- [TEXT UNDER STUDY]
Baby Cancer ..... Babies!

Jarlou
Jarlou Member Posts: 2
edited January 2015 in Health and wellbeing

Hi everyone,

I wanted to share my story with you also, I was 32 at the time of diagnosis (with a 11 month old bub), he turned 1 four days after my first mastectomy!  I was diagnosed with Triple Neg BC stage 3, so a double mast, chemo and rads for me!  We were given the option of IVF prior to the commencement of chemo however given I ended up having four lumps in my breast and most of my lymph nodes infected we went straight for treatment (to be honest I was bloody terrified of the whole ordeal).

If I had my time over again I would have done the IVF in a heart beat - retrospect is always a wonderful thing!  In any event post my treatment and second mastectomy we did some test to check fertility levels etc.  I wasnt the best news and the drs were not hopeful of me conceiving naturally again.  On top of the cancer I felt this a particularly hard blow!  I was told if I wanted another babe I should definately try then - unfortunately in the world of cancer you need to wait after diagnosis, in the world of having babies however we cant wait sometimes due to the damage done to our systems!  So we elected for a round of IVF - which was tougher than I thought, the first round I only produced two eggs so we decided not to go through with the egg pick up. Number two round we were lucky enough to end up with six viable embryo's!  Aparently biologically the chemo has aged me about 10 years............

- [INFORMATION PROVIDED]
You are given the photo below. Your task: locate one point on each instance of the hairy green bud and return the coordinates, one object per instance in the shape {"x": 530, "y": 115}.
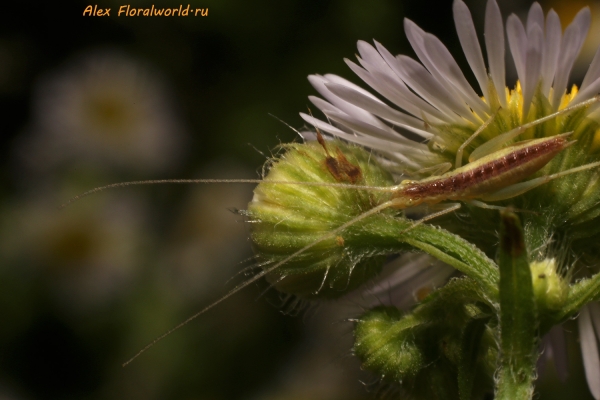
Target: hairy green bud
{"x": 289, "y": 217}
{"x": 385, "y": 343}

- [QUESTIONS TO ANSWER]
1 - Translate this sentence from the forum post into Spanish: "If I had my time over again I would have done the IVF in a heart beat - retrospect is always a wonderful thing!"
2 - Do these statements agree with the forum post? For each, answer yes or no and quote the deciding words.
(a) The writer was 32 when diagnosed.
(b) The writer went through IVF before starting chemotherapy.
(c) The first round of IVF produced six eggs.
3 - Reproduce a passage of the forum post word for word, beginning at the words "Baby Cancer ....." and stopping after "the whole ordeal).".
The data plays no part in this work.

- [WRITTEN RESPONSES]
1 - Si pudiera volver a vivir ese momento, habría hecho la FIV sin dudarlo: ¡mirar las cosas en retrospectiva siempre es maravilloso!

2 -
(a) Yes: "I was 32 at the time of diagnosis"
(b) No: "we went straight for treatment"
(c) No: "the first round I only produced two eggs"

3 -
Baby Cancer ..... Babies!

Jarlou
Jarlou Member Posts: 2
edited January 2015 in Health and wellbeing

Hi everyone,

I wanted to share my story with you also, I was 32 at the time of diagnosis (with a 11 month old bub), he turned 1 four days after my first mastectomy!  I was diagnosed with Triple Neg BC stage 3, so a double mast, chemo and rads for me!  We were given the option of IVF prior to the commencement of chemo however given I ended up having four lumps in my breast and most of my lymph nodes infected we went straight for treatment (to be honest I was bloody terrified of the whole ordeal).